Region segmentation data:
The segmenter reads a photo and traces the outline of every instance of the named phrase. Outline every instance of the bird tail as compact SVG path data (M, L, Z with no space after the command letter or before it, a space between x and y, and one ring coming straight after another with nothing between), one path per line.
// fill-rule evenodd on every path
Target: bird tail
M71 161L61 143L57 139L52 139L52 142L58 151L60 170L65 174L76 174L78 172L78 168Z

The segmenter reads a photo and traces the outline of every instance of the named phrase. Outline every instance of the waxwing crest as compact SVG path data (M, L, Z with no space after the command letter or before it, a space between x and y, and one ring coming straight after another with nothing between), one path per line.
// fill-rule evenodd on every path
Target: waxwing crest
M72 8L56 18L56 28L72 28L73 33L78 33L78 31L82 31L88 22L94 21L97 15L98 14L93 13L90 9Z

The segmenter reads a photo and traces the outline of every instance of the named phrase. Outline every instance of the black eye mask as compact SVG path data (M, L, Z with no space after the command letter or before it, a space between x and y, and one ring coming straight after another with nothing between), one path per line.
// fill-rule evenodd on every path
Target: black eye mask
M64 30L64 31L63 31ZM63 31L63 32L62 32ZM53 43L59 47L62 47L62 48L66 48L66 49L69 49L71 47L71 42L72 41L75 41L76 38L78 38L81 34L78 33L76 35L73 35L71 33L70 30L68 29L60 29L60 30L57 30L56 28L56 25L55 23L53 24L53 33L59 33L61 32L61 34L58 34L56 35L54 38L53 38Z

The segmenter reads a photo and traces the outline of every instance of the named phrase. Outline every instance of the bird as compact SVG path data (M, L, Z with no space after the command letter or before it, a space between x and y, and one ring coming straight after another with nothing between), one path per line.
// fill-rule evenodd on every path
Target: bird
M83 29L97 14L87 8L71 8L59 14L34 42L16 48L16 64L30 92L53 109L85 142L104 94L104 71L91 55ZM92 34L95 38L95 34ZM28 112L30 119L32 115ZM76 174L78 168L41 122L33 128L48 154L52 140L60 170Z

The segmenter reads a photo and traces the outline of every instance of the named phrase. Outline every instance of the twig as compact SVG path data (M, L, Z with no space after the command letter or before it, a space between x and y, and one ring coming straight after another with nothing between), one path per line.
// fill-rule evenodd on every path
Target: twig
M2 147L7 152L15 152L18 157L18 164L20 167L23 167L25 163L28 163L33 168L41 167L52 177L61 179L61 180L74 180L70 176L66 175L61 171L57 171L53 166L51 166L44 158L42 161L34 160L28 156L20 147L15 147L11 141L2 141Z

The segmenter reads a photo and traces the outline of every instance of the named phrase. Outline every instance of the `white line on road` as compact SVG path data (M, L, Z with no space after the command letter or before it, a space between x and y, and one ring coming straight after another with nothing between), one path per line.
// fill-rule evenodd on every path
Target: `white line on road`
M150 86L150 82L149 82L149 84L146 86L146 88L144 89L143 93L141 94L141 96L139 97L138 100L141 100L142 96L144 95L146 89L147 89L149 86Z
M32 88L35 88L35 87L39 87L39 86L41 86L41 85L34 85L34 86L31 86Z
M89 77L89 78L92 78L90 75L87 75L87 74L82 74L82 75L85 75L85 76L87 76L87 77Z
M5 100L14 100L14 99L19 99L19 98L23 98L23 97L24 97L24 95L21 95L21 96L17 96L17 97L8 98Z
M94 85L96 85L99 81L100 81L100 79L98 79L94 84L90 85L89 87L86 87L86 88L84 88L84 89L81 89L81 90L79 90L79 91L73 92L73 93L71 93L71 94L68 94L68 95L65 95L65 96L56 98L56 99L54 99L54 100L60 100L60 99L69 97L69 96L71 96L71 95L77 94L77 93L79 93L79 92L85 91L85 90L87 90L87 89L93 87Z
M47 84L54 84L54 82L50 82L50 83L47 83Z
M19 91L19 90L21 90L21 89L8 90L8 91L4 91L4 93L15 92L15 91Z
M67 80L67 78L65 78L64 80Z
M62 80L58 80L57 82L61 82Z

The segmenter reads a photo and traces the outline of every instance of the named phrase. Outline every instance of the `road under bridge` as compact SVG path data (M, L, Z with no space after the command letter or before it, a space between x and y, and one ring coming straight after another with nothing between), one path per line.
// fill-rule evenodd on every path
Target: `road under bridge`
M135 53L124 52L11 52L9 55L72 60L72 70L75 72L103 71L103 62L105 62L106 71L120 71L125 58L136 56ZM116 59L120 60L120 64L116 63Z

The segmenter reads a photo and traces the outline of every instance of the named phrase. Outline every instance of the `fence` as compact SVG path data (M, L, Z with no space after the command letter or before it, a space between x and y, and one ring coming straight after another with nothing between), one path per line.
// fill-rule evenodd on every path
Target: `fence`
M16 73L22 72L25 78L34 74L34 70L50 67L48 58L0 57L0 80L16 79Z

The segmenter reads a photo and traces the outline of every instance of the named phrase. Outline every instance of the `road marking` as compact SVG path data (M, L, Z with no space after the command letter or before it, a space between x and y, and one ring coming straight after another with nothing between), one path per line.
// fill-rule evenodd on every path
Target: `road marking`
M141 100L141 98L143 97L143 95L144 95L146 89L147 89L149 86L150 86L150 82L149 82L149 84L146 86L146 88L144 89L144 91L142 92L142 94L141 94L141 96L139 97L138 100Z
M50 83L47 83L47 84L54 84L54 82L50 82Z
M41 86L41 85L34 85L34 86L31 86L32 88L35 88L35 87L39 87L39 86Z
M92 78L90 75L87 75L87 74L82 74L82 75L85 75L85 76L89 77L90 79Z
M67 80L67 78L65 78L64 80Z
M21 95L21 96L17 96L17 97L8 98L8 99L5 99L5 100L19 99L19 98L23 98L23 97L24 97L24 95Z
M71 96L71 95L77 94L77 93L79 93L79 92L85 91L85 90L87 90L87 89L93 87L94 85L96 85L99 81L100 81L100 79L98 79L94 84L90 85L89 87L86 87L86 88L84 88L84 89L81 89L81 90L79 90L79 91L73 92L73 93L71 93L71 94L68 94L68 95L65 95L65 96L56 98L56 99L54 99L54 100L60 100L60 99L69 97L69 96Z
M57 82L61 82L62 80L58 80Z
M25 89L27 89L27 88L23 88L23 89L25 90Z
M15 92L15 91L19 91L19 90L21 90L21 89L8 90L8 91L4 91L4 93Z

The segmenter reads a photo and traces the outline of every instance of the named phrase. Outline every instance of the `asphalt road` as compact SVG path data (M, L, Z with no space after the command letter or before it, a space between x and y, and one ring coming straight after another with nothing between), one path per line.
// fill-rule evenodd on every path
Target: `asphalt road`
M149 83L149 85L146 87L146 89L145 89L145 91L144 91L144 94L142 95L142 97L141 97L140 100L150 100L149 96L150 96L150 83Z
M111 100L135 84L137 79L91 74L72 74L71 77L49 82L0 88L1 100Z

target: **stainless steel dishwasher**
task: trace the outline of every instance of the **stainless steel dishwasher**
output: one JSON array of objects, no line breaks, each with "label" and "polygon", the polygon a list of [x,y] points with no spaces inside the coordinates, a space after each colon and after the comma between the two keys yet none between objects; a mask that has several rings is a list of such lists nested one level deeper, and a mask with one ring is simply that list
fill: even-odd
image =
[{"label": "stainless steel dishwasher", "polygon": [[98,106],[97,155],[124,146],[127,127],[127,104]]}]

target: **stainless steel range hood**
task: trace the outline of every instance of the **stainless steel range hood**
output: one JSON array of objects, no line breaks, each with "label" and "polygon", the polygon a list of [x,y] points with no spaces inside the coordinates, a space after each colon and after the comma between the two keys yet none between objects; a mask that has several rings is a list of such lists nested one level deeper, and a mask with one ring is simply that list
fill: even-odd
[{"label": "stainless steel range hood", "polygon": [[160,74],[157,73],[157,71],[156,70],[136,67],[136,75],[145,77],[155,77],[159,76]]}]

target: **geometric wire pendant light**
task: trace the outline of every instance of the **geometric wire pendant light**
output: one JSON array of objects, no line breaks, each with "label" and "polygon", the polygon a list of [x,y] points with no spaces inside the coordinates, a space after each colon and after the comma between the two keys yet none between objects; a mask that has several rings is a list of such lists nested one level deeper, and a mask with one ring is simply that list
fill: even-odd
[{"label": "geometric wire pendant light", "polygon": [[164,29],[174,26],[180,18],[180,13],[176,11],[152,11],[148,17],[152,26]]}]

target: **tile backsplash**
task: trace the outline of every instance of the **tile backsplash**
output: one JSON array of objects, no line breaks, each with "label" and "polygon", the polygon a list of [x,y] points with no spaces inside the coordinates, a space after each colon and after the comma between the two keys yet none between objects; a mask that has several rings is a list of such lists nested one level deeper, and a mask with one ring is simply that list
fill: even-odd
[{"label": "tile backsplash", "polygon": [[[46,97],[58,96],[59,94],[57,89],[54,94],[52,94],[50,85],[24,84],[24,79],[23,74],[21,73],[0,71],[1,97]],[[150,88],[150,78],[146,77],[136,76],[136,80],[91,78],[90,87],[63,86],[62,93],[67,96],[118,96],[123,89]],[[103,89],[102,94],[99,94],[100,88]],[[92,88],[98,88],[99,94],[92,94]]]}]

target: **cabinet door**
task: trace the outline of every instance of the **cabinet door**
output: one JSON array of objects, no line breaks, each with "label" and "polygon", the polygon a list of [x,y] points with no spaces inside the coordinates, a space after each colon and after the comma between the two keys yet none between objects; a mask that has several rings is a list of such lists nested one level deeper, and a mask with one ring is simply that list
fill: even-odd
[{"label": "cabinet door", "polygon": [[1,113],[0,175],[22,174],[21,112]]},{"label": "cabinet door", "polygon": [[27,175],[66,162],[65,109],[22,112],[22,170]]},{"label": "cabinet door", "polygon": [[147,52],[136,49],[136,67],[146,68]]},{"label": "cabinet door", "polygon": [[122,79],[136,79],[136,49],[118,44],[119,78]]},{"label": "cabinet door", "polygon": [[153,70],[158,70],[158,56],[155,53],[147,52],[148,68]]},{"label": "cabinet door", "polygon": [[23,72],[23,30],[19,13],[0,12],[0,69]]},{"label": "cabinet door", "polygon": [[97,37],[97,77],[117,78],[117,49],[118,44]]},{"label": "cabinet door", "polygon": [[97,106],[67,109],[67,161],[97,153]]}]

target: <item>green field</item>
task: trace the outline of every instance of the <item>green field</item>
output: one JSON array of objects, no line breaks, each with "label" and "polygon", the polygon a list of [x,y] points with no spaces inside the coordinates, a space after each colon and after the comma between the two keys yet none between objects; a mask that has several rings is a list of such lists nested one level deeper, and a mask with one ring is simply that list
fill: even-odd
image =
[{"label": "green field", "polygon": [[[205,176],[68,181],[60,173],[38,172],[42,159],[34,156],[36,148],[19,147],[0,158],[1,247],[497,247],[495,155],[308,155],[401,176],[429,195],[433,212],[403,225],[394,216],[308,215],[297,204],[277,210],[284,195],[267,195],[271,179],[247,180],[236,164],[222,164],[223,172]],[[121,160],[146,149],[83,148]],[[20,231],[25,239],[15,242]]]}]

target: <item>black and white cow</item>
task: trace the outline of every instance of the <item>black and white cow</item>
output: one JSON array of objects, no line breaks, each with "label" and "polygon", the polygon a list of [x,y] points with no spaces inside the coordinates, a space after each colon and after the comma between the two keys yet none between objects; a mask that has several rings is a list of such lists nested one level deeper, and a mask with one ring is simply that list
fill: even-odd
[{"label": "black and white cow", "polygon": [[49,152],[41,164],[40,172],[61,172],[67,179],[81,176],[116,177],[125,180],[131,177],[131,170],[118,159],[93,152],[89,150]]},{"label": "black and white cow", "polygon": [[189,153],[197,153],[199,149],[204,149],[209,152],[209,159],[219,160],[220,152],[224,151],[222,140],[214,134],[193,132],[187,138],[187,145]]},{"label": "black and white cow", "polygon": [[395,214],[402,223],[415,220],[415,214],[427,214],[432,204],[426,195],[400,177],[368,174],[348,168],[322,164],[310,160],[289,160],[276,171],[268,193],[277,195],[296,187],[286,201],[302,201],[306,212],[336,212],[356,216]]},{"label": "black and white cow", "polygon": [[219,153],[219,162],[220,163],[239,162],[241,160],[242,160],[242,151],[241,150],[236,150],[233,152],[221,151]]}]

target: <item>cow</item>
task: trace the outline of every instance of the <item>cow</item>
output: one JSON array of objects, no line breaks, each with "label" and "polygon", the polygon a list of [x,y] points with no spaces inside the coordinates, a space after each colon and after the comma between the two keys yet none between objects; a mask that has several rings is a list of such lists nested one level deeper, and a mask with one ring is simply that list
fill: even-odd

## The task
Write out the lines of the listing above, starting at the line that contains "target: **stainless steel range hood**" and ending at the line that contains "the **stainless steel range hood**".

## Final answer
target: **stainless steel range hood**
task: trace the outline of every instance of the **stainless steel range hood**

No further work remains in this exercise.